____ DATASET ENTRIES

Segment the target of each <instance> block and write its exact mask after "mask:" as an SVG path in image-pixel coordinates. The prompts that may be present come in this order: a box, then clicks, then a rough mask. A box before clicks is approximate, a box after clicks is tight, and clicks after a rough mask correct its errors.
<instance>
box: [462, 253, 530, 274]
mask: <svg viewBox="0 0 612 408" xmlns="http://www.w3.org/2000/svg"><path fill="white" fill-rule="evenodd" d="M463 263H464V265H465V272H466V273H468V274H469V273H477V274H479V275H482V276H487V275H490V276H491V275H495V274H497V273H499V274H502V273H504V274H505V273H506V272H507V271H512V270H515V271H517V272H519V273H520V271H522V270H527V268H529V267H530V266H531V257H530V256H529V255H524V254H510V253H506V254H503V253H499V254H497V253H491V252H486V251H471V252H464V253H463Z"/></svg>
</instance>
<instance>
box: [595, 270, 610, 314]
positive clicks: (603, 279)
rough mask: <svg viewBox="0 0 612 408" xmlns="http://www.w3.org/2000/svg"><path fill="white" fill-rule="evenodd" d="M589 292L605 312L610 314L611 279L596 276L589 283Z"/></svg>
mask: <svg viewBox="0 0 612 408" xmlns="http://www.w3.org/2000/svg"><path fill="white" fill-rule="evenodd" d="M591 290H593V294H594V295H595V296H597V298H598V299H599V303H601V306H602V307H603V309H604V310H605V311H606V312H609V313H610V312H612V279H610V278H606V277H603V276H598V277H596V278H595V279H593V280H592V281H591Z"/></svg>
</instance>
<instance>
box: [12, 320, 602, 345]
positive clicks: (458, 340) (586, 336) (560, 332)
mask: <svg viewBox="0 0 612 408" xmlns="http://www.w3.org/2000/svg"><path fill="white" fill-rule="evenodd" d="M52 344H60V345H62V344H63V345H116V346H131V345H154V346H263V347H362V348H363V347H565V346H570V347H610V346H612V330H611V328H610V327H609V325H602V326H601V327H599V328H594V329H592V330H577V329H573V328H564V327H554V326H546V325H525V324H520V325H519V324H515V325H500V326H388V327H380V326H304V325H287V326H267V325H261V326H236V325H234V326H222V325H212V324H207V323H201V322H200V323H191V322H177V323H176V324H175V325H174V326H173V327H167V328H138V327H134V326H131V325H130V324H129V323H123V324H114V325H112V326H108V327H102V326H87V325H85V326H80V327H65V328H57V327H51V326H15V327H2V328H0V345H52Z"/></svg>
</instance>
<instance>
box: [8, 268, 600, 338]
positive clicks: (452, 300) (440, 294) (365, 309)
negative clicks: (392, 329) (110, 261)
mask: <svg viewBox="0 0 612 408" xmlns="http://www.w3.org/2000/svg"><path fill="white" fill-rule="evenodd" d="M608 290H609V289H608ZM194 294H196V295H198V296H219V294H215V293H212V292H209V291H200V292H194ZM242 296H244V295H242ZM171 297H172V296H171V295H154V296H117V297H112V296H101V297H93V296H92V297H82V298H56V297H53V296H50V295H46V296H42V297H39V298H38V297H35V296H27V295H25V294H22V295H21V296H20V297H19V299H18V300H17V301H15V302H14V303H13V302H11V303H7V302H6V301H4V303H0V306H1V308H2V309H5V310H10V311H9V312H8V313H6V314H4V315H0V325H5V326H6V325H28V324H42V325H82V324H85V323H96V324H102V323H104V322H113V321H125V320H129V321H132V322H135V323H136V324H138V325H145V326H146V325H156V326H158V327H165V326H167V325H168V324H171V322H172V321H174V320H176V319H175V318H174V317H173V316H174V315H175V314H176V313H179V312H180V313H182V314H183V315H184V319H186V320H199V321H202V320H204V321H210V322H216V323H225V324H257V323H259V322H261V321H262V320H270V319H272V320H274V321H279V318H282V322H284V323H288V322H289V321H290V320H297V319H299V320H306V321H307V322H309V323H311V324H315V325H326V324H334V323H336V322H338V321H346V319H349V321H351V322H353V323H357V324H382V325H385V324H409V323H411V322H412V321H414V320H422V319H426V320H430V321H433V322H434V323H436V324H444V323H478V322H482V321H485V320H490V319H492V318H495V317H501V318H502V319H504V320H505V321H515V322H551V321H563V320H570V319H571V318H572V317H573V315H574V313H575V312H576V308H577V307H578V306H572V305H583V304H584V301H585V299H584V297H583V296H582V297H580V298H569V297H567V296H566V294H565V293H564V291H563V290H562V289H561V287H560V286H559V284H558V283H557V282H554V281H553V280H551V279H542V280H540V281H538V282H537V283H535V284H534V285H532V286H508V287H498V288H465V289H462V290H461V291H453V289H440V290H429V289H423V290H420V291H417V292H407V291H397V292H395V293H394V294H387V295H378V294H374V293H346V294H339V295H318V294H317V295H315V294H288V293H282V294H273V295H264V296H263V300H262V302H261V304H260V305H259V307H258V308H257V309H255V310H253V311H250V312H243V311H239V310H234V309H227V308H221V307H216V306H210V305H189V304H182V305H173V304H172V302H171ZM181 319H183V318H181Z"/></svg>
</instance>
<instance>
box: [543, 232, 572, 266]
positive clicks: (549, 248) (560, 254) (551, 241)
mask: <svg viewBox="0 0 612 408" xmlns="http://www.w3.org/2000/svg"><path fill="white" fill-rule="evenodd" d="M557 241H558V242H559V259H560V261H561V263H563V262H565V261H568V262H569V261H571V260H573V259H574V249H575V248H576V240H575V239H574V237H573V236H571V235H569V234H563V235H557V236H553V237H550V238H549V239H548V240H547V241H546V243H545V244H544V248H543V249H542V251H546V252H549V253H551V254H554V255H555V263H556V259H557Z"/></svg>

________

ASSIGNMENT: Take the line holding "box: [543, 232, 572, 266]" and the lines after it through the end of the entries. Retype them exactly and add nothing.

REPLY:
box: [543, 232, 572, 266]
positive clicks: (549, 248) (560, 254) (551, 241)
mask: <svg viewBox="0 0 612 408" xmlns="http://www.w3.org/2000/svg"><path fill="white" fill-rule="evenodd" d="M557 241H558V242H559V259H560V261H561V263H563V262H565V261H568V262H569V261H571V260H573V259H574V249H575V248H576V240H575V239H574V237H573V236H571V235H569V234H563V235H557V236H553V237H550V238H549V239H548V240H547V241H546V243H545V244H544V248H543V249H542V251H546V252H549V253H551V254H554V255H555V263H556V259H557Z"/></svg>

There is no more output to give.